**AIM OF THE TASK**: Transcribe the passage of the CEL state post that begins with the words containing "or persist it" and ends with "much appreciated. Thanks!".

Start of TEXT BLOCK

For example, this code will fail because I did not publish account_id or any of the auth parameters at the end, but they were initialized in State at one point in time and I don't see where I could potentially be clearing them out. At the beginning I keep the state and only add to it with state.with()
or persist it with .as(state, ... )
. So any State values from the previous run like account_id would be there still, but it eventually fails, meaning somehow they are getting dropped.
If you have any experience with CEL and can help me wrap my head around this, that would be much appreciated. Thanks!
My Code Broken Example:
program: |
(
has(state.want_more) && state.want_more ?
state
:
state.with({
"cursor" : {
"page": 1,
"last_timestamp": state.?cursor.last_timestamp.orValue((now - duration(state.?initial_interval.orValue("720h"))).format(time_layout.RFC3339)),
},
"per_page" : has(state.per_page) && state.per_page > 0 ? state.per_page : 100,
})
).as(state, state.with(get_request(
state.url.trim_right("/") + "/client/v4/accounts/" + state.account_id + "/audit_logs?" + {
"since": [state.cursor.last_timestamp],
"page": [string(state.cursor.page)],
"per_page": [string(state.per_page)],
"direction": ["asc"],
}.format_query()
)).with({
"Header": {
"Content-Type": ["application/json"],
?"Authorization": has(state.auth_token) && size(state.auth_token) > 0 ?
optional.of(["Bearer " + state.auth_token])
:
optional.none(),
?"X-Auth-Email": has(state.auth_email) && size(state.auth_email) > 0 && !(has(state.auth_token) && size(state.auth_token) > 0 ) ?
optional.of([state.auth_email])
:
optional.none(),
?"X-Auth-Key": has(state.auth_key) && size(state.auth_key) > 0 && !(has(state.auth_token) && size(state.auth_token) > 0 ) ?

End of TEXT BLOCK
Start of ENTRIES PROVIDED

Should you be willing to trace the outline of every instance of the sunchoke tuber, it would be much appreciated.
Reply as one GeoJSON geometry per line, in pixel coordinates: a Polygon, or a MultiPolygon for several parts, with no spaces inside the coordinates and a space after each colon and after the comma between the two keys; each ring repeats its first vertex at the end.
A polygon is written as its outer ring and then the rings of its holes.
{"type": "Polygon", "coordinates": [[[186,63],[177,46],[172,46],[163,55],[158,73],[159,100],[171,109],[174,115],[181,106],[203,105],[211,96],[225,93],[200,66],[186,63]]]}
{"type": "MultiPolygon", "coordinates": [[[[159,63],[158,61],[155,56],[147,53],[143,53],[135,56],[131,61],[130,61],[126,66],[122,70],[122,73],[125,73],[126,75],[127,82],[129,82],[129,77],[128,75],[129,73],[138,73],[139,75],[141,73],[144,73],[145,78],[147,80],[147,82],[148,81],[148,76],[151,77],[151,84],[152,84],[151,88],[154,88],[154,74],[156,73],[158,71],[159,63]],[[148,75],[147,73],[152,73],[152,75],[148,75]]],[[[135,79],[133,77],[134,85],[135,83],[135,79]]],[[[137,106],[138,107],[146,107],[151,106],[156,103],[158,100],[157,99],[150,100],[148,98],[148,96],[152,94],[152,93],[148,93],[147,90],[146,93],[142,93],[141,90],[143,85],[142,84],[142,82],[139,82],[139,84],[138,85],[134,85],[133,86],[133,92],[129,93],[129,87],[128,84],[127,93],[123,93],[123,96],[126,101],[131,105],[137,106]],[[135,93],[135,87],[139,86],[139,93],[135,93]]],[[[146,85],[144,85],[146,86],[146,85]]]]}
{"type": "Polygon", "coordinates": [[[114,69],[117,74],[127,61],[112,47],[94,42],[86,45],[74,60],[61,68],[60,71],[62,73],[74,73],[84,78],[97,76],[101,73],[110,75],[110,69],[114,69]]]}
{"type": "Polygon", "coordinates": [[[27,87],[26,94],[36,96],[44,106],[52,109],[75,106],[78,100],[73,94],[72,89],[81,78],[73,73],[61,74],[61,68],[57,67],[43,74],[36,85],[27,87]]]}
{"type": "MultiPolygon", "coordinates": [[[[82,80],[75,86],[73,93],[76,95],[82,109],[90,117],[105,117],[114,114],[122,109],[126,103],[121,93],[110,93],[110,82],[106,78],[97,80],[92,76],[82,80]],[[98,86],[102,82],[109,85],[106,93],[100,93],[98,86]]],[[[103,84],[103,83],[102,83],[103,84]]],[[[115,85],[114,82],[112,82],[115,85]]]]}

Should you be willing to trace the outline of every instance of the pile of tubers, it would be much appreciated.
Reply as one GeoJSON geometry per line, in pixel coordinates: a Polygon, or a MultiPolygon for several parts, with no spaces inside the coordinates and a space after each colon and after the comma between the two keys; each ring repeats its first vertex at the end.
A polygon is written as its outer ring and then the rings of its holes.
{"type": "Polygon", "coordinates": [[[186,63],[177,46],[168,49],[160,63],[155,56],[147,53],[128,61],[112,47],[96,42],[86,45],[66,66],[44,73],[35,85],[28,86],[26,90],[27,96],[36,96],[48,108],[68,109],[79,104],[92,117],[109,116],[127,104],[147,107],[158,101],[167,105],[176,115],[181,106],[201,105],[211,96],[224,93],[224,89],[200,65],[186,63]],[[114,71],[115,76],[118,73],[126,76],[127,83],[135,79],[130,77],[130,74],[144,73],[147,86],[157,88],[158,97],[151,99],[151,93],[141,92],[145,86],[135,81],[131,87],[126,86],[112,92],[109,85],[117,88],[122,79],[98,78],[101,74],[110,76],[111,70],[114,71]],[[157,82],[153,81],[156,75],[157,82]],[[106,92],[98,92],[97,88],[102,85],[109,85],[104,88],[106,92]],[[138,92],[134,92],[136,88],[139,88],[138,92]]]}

End of ENTRIES PROVIDED

**RESPONSE FOR THIS EXERCISE**:
or persist it with .as(state, ... )
. So any State values from the previous run like account_id would be there still, but it eventually fails, meaning somehow they are getting dropped.
If you have any experience with CEL and can help me wrap my head around this, that would be much appreciated. Thanks!